◆ PROBLEM TO WORK ON: Every line of the following records that includes "above" should be copied.

** Opening DATA FOR THIS EXERCISE block **

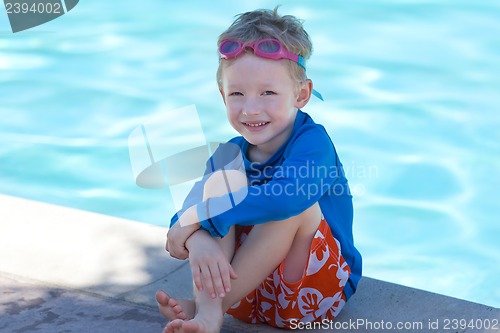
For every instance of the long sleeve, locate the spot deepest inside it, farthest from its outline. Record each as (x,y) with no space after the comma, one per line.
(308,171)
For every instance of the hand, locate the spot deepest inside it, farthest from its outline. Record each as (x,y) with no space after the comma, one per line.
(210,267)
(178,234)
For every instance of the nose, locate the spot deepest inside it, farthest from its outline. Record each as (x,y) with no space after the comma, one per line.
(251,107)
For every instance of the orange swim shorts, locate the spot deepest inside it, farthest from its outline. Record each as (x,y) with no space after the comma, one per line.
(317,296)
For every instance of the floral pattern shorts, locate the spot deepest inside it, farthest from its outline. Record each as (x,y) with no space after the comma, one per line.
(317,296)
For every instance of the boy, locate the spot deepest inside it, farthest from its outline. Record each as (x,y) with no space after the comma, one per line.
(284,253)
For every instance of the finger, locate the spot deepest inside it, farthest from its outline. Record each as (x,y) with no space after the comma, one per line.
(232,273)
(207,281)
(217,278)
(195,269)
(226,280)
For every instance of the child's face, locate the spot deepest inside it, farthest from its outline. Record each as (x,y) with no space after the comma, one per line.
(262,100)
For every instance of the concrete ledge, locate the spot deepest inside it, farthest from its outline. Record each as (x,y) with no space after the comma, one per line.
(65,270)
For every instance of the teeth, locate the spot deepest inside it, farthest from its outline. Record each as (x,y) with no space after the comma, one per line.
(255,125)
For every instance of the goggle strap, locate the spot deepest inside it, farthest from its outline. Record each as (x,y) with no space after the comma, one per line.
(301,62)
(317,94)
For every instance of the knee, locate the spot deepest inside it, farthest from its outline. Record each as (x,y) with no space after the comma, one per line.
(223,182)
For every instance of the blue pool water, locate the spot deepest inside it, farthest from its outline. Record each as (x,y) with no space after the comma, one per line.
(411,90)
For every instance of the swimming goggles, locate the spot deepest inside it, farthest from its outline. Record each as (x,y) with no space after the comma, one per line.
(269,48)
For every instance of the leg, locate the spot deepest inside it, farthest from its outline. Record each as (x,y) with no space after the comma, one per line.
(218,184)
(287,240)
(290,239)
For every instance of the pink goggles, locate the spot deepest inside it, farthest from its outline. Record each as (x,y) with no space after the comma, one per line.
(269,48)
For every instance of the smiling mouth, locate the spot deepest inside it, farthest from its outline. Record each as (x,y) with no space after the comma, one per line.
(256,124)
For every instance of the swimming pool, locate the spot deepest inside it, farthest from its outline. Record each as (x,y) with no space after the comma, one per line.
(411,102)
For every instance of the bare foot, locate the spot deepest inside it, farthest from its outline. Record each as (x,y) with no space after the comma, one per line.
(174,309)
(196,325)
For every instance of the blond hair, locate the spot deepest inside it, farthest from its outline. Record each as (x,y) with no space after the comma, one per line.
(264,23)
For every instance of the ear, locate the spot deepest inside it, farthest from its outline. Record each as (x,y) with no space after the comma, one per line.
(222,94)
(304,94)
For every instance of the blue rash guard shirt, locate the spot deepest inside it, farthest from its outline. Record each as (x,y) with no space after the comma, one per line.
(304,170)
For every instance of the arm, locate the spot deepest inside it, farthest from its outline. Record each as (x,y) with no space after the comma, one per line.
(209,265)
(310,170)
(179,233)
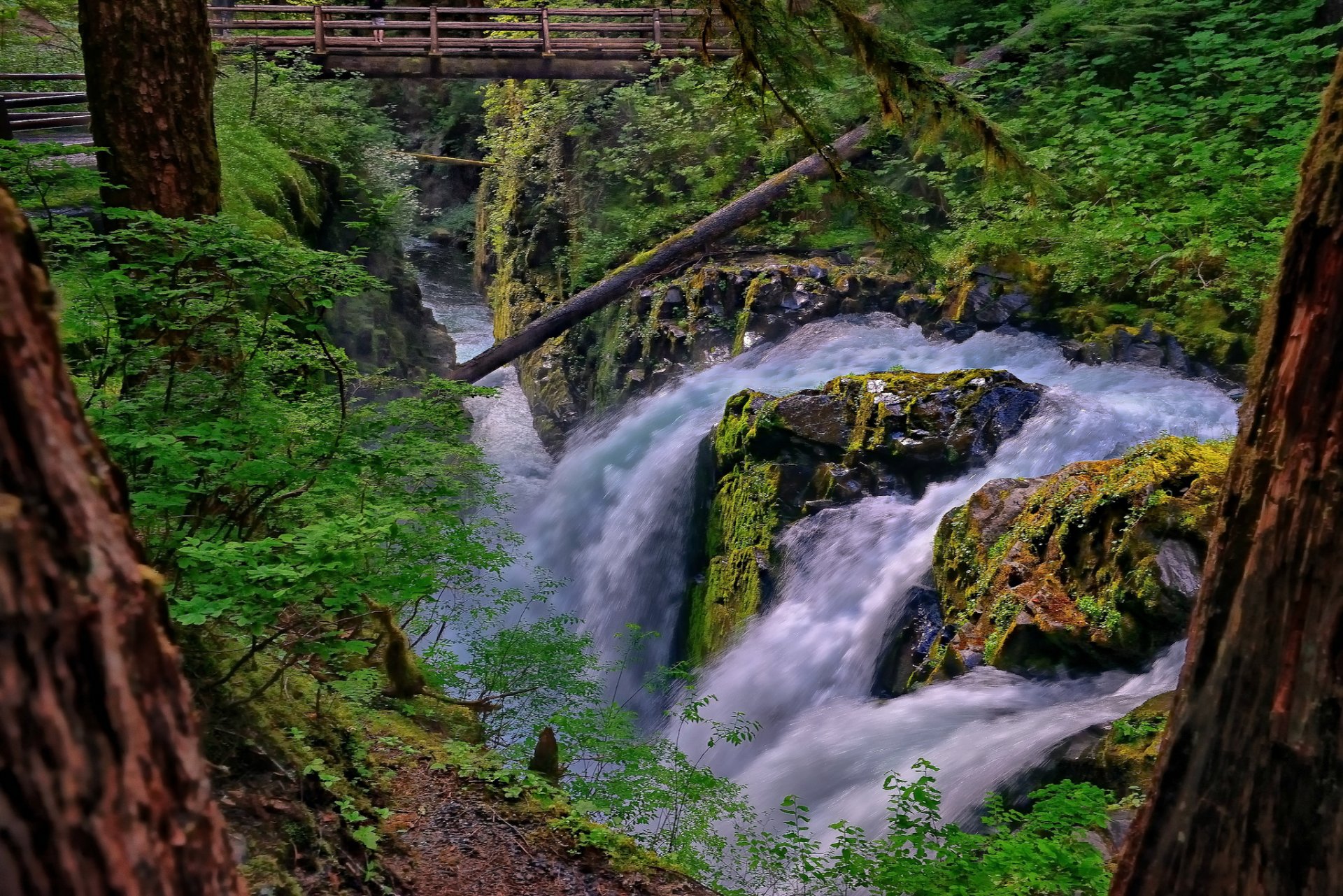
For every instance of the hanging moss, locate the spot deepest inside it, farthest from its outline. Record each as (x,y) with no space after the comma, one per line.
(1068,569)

** Closing DATA FOR THIS EXERCISE block **
** Opening DATA FOR THIS EXERCISE block **

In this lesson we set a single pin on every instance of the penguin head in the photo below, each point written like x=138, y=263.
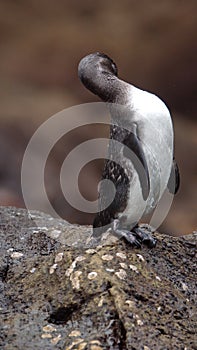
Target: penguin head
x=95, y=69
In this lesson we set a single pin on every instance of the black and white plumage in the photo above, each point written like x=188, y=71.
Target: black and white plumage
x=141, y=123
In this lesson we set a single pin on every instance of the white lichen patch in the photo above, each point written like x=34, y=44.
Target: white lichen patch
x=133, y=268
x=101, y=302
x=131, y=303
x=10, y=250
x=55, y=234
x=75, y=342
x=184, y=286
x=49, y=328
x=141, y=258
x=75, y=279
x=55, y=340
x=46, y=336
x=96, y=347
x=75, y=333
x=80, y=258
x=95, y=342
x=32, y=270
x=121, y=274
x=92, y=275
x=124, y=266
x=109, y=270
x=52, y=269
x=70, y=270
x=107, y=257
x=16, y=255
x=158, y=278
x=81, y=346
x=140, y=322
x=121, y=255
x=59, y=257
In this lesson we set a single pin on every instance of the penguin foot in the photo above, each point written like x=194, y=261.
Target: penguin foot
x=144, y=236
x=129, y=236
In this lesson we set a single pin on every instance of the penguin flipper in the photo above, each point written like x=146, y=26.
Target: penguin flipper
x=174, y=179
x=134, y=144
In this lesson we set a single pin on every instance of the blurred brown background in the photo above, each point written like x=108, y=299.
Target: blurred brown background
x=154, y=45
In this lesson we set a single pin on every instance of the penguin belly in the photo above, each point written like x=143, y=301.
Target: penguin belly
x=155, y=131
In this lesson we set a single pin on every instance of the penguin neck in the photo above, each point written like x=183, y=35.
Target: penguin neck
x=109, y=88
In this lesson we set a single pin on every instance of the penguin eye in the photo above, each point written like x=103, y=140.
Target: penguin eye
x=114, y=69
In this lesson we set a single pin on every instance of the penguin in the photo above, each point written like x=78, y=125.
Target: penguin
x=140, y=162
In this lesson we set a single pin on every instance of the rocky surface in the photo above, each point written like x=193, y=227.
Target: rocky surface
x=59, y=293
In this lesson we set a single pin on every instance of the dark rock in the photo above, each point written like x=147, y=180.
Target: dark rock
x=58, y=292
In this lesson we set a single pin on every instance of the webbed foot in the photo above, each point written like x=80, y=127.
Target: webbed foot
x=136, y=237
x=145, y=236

** Closing DATA FOR THIS EXERCISE block **

◆ EXERCISE OUTPUT:
In this lesson we set a single pin on every instance of the black and white plumage in the photo above, each point written like x=188, y=71.
In this lesson we set a single pin on every instance of the white lichen patch in the photo above, each point written like x=34, y=44.
In this lesson we set a single pin on every instance of the penguin foot in the photo above, each point written like x=194, y=261.
In this lesson we set a single pin on every instance of the penguin flipper in the photo above, each point written like x=146, y=26.
In this lesson we set a single pin on every instance of the blurred brown background in the photo above, each point written like x=108, y=299.
In this lesson we set a single pin on every instance of the penguin belly in the photo above, each point written like x=143, y=301.
In this lesson we set a single pin on every instance of the penguin neck in the photo above, each point written like x=183, y=35.
In this lesson we set a single pin on every instance of the penguin eye in the photo above, each point written like x=103, y=140.
In this lesson we set a single pin on every instance of the penguin in the photo above, each point written like x=78, y=125.
In this lesson we set a single pin on every instance of the rocky surface in the photo above, each point written like x=193, y=227.
In this lesson we set a single pin on every instance of the dark rock in the photo above, each point written like x=147, y=180.
In this lesson we set a single pin on every instance of the webbed foot in the photo above, each point written like x=80, y=127.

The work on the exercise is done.